-- Opening Marker --
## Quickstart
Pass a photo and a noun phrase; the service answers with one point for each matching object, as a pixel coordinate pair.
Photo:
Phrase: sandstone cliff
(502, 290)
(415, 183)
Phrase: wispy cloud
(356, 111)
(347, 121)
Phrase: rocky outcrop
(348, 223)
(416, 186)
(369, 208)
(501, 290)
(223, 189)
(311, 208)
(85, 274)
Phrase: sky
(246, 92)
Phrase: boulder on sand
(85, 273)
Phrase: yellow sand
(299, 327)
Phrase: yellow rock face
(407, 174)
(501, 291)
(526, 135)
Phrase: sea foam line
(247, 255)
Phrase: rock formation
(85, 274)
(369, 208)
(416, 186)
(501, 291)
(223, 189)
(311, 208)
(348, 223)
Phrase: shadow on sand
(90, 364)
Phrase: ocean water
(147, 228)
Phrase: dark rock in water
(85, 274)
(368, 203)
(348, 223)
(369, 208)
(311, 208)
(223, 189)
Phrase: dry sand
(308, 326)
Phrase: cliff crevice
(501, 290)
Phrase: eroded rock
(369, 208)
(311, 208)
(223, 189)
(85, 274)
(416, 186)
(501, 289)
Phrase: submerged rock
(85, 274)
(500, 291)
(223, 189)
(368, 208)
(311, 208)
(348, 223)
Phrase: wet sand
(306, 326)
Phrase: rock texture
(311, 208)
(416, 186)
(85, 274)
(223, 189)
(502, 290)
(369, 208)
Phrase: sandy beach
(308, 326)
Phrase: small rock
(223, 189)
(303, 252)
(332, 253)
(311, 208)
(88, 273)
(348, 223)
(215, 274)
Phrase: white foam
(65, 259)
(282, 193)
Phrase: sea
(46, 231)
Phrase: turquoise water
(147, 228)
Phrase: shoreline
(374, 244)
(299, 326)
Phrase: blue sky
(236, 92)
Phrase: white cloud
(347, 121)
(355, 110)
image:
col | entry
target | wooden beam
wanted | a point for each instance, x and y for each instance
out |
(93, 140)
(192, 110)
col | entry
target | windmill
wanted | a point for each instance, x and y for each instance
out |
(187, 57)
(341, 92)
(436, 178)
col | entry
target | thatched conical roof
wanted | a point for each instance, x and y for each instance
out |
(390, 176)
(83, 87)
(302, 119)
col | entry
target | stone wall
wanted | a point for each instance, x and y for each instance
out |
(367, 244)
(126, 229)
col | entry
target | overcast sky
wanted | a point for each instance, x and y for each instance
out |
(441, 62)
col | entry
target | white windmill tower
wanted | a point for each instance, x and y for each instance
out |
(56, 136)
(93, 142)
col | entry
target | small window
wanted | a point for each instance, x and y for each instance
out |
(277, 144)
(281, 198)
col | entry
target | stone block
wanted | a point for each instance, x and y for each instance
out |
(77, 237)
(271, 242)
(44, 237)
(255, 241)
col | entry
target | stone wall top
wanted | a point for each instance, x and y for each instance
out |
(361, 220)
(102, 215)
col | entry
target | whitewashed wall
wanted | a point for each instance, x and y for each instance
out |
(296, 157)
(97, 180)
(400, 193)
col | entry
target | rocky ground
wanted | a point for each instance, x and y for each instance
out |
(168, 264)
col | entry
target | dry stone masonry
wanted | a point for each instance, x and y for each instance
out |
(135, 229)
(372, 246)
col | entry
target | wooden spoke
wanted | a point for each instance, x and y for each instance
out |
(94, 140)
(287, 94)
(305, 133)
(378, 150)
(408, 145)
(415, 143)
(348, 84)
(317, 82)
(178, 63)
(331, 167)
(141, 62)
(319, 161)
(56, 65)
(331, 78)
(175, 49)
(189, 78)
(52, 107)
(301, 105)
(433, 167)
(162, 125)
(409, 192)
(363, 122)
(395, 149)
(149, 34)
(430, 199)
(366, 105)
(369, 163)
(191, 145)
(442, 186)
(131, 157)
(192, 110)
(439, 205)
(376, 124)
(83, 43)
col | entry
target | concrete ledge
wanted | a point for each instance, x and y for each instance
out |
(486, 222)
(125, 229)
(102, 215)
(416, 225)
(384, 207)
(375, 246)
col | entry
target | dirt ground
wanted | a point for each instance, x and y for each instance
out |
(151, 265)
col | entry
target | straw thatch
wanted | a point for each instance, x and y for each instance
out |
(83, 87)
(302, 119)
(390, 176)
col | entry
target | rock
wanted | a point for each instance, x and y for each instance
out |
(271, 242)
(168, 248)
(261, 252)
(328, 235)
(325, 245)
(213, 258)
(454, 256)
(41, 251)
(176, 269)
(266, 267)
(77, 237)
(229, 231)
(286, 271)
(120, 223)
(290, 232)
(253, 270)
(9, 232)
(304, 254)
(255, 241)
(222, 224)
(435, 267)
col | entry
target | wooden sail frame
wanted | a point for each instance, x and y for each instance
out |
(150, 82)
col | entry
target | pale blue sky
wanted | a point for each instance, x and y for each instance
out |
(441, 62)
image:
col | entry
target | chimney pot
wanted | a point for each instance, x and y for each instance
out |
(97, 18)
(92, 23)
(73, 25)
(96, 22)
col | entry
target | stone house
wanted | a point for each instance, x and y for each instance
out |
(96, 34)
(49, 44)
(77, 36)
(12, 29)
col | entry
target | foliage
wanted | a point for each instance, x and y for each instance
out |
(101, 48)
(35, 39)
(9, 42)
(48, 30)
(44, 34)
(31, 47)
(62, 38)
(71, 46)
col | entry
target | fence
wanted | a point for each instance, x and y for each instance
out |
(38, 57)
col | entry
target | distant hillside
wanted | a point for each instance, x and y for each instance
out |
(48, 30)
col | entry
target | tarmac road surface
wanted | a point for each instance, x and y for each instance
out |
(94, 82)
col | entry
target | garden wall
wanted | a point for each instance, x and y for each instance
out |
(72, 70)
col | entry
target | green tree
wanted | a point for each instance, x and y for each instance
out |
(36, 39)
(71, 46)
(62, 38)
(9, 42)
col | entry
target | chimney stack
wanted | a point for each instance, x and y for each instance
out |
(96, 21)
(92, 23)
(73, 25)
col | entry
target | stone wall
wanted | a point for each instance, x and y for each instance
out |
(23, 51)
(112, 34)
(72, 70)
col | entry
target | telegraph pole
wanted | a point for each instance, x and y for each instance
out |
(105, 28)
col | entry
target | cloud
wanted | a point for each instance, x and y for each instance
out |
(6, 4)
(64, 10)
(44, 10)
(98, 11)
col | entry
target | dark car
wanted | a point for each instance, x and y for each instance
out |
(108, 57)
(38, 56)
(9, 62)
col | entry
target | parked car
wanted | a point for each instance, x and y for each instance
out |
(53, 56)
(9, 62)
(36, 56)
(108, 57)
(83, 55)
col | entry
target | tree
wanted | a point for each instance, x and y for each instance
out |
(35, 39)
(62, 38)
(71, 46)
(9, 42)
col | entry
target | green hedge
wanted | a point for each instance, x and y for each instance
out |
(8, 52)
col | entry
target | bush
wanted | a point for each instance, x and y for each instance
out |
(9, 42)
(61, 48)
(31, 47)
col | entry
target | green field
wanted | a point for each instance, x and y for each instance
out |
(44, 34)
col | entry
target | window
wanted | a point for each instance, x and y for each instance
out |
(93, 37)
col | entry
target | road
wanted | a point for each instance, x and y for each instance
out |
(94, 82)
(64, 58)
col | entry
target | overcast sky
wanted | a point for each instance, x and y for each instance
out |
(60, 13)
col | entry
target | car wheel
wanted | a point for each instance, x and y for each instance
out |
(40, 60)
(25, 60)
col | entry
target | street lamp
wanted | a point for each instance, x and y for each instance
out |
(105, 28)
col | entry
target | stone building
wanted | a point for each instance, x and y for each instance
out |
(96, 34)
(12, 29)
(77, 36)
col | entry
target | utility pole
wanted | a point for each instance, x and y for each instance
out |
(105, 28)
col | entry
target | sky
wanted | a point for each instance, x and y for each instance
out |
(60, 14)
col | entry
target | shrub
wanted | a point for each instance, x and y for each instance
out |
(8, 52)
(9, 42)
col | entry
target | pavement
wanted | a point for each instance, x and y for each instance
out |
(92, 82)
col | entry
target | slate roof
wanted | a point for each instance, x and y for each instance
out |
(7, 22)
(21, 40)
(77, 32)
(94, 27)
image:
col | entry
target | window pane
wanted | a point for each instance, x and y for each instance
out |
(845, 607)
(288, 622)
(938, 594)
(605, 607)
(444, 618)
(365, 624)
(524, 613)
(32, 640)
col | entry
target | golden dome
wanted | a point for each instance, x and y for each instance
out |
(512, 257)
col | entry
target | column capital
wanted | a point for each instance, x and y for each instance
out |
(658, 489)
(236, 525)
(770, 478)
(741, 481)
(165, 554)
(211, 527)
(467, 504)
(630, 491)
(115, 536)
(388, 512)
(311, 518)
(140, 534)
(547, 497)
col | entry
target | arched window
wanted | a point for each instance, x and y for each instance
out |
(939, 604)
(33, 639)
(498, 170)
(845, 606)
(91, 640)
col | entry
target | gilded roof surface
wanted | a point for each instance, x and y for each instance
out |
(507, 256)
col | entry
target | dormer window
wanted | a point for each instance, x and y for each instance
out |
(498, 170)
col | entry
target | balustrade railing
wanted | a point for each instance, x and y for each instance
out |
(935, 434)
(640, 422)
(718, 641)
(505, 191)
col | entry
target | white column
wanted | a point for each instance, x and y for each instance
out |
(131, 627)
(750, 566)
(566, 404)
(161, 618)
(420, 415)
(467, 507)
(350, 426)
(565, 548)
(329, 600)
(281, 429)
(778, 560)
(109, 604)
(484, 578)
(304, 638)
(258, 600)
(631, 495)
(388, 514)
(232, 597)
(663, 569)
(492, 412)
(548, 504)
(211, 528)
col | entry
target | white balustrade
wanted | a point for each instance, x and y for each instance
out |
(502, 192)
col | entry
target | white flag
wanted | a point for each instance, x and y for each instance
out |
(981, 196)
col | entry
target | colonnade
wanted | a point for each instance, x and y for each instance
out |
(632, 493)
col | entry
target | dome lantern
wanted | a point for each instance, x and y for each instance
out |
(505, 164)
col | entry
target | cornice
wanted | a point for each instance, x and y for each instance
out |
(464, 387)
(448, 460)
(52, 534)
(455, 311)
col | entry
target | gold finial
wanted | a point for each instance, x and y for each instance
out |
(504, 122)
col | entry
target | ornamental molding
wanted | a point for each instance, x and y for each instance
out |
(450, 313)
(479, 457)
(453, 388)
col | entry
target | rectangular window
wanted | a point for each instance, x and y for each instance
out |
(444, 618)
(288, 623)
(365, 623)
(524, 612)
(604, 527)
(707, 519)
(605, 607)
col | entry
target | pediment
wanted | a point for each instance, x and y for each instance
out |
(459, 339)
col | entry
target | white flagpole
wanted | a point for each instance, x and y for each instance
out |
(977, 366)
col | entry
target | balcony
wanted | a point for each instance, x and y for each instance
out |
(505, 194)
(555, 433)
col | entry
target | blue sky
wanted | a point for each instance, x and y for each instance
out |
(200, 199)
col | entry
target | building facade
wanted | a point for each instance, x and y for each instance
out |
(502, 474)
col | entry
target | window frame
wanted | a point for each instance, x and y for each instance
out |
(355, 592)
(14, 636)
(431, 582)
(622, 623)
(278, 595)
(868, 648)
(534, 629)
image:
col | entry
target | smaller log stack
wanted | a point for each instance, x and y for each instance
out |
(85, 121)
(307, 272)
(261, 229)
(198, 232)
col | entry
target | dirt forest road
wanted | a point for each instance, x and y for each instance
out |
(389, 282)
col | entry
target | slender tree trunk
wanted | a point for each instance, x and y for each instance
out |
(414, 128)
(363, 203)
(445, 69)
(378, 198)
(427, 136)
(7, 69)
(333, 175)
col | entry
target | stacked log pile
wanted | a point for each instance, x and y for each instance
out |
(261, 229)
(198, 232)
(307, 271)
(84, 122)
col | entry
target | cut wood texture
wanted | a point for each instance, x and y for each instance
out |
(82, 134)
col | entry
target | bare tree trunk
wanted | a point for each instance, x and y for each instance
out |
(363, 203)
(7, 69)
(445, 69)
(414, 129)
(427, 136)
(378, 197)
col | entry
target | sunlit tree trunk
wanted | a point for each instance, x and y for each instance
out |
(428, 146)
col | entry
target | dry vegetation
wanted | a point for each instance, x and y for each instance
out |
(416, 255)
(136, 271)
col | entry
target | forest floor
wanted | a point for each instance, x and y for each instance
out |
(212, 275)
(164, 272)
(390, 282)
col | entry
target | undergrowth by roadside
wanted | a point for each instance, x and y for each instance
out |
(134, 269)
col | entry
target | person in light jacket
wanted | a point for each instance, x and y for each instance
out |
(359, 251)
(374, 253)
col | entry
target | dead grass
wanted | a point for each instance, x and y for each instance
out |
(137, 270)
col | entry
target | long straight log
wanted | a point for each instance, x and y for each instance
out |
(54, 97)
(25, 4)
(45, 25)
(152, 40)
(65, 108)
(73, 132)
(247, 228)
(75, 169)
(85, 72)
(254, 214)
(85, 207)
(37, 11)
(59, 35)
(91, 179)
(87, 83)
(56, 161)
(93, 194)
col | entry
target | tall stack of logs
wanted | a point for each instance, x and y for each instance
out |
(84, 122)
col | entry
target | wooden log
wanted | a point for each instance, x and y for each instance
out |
-- Closing Marker --
Task requirements — Among the entries above, how many lines include the word "wall"? Reply with the number only.

Written solution — 5